What you have to do:
Can you retype the lines below character for character, with nothing changed?

Data listing:
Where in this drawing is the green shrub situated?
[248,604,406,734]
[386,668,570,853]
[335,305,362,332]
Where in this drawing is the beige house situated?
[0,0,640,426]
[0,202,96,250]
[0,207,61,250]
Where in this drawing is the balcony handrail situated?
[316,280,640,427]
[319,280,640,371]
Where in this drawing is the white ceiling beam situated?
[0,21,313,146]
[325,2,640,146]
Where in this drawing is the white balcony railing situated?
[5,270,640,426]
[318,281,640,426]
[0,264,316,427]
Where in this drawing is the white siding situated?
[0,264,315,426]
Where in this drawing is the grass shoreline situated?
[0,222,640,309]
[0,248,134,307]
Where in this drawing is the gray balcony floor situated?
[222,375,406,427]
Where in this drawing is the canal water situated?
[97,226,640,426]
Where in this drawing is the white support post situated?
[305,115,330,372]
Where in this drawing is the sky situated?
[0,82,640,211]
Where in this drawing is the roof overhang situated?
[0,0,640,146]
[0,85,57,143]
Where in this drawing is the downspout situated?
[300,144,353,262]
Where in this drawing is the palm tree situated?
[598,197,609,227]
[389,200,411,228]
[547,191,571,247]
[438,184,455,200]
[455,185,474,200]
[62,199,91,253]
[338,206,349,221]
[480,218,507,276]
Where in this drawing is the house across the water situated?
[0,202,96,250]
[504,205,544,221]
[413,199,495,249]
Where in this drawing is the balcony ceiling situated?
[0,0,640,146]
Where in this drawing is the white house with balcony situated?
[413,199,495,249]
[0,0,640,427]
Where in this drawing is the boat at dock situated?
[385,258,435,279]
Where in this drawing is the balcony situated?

Reply to the exercise:
Where in this drawing is the green shrub situated?
[248,604,406,734]
[386,668,570,853]
[335,305,362,332]
Where in this drawing is the beige house situated?
[0,0,640,426]
[0,202,96,250]
[0,207,61,250]
Where in this drawing is the balcony handrail situated?
[316,280,640,427]
[319,280,640,371]
Where in this drawing is the white ceiling beam situated?
[0,21,313,146]
[325,2,640,146]
Where in this drawing is the white balcony railing situated?
[5,270,640,426]
[318,281,640,426]
[0,264,316,427]
Where in this drawing is the white siding situated?
[0,264,315,426]
Where in this drawing is the grass shoreline situated?
[0,222,640,309]
[0,248,134,307]
Where in this drawing is the gray balcony floor situated?
[222,375,406,427]
Where in this drawing is the canal water situated?
[97,226,640,426]
Where in this drawing is the white support post situated?
[305,115,330,372]
Where in this drawing is the sky situated?
[0,82,640,211]
Where in this drawing is the roof overhang situated?
[0,0,640,146]
[0,85,57,143]
Where in this drawing is the downspout situated?
[300,144,353,262]
Where in this drawing is the palm tree situated?
[598,197,609,227]
[389,200,411,228]
[547,191,571,247]
[438,184,455,200]
[455,185,474,200]
[62,199,91,253]
[338,206,349,221]
[480,218,507,276]
Where in this drawing is the house across the water situated?
[0,202,96,250]
[504,205,544,221]
[413,199,495,249]
Where in this drawing is the balcony ceiling situated?
[0,0,640,146]
Where in this drawing is the white house with balcony situated?
[413,199,495,249]
[0,0,640,427]
Where in this drawing is the boat at dock situated?
[385,258,435,279]
Where in this drawing is the balcony situated?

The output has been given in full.